__WRITTEN EXERCISE 1__
Please select every line of the records that contains the word "piano", and copy each of those lines.

— Start EXCERPTED PASSAGE —

This question seems to stem from the misconception that higher performance is automatically better. There is too much to be gained from a higher level perspective to make assembly better in the general case. Even if performance is your primary concern, compilers usually do a better job creating efficient assembly than you could write yourself. They have a much broader "understanding" of all of your source code than you could possibly hold in your head. Many optimizations can be had from NOT using well-structured assembly.
Obviously there are exceptions. If you need to access hardware directly, including special processing features of CPUs (e.g. SSE), then assembly is the way to go. However, in that case, you're probably better off using a library that addresses your general problem more directly (e.g. numerics packages).
But you should only worry about things like this if you have a concrete, specific need for the increased performance and you can show that your assembly actually IS faster. Concrete specific needs include: noticed and measure performance problems, embedded systems where performance is a fundamental design concern, etc.
Unless you are an assembly expert and(/or) taking advantage of advanced opcodes not utilized by the compiler, the C compiler will likely win.
Try it for fun ;-)

— End EXCERPTED PASSAGE —
— Start PROVIDED DATA —

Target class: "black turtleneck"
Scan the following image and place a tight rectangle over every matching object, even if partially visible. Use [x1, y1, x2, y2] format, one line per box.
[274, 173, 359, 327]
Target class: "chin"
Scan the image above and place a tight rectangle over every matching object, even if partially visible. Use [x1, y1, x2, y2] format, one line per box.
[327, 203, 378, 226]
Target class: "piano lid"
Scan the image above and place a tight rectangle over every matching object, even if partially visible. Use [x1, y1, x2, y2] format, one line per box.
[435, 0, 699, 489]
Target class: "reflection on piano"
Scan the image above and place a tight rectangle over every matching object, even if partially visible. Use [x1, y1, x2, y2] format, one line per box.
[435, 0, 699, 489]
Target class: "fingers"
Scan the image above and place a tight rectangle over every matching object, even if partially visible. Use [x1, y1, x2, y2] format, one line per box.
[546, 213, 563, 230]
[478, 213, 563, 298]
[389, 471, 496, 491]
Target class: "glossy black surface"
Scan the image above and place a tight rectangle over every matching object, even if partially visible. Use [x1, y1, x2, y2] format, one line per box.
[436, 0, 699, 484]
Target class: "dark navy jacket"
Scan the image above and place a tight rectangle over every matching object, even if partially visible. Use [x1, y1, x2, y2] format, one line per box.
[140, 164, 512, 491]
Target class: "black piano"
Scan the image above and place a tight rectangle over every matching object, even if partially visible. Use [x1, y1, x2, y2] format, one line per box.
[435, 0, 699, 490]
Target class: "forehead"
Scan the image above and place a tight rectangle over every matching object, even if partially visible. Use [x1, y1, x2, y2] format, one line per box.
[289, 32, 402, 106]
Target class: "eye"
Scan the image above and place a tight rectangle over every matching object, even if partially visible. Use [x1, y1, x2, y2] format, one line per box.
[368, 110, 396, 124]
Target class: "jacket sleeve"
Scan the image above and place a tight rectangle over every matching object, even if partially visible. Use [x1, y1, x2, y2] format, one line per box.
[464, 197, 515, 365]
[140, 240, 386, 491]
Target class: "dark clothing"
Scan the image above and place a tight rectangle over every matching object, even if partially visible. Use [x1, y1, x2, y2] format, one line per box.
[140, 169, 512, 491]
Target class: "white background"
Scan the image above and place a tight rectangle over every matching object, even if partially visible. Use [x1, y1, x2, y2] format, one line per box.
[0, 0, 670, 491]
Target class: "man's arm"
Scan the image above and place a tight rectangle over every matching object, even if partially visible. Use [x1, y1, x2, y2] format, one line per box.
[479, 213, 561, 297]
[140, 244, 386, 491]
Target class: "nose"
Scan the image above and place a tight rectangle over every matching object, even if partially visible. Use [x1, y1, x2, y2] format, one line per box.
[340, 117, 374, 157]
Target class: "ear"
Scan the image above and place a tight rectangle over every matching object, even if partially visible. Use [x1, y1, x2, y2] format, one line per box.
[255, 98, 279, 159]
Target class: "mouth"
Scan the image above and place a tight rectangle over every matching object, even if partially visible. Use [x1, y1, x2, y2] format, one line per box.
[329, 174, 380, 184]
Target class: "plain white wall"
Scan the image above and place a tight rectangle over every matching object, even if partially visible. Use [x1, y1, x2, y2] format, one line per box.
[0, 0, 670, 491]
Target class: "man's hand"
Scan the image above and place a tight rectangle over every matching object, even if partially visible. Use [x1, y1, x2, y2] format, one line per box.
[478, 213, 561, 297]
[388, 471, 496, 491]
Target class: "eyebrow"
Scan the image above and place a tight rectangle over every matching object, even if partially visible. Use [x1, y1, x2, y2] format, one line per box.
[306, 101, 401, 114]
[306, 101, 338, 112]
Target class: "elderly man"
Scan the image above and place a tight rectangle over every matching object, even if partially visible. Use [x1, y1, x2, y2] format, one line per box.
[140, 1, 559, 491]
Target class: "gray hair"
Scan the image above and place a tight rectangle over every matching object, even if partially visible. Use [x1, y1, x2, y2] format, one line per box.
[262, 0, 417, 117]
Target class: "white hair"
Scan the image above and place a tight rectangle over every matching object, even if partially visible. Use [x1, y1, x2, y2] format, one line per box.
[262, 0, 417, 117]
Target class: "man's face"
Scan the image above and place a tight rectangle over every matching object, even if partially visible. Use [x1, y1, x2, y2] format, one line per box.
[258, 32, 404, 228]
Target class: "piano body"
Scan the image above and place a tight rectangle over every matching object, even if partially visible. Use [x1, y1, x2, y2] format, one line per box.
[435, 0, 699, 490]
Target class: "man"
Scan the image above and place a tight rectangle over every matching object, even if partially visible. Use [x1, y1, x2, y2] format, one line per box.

— End PROVIDED DATA —

__WRITTEN EXERCISE 2__
Answer these questions about the passage on assembly versus compiled code, above:
(a) What do compilers have a much broader "understanding" of?
(b) What example does the passage give of a special processing feature of CPUs?
(c) Which kind of systems does the passage list as a concrete, specific need for increased performance?

__FINISHED ANSWER 1__
Target class: "piano lid"
Target class: "reflection on piano"
Target class: "black piano"
Target class: "piano body"

__FINISHED ANSWER 2__
(a) All of your source code.
(b) SSE.
(c) Embedded systems where performance is a fundamental design concern.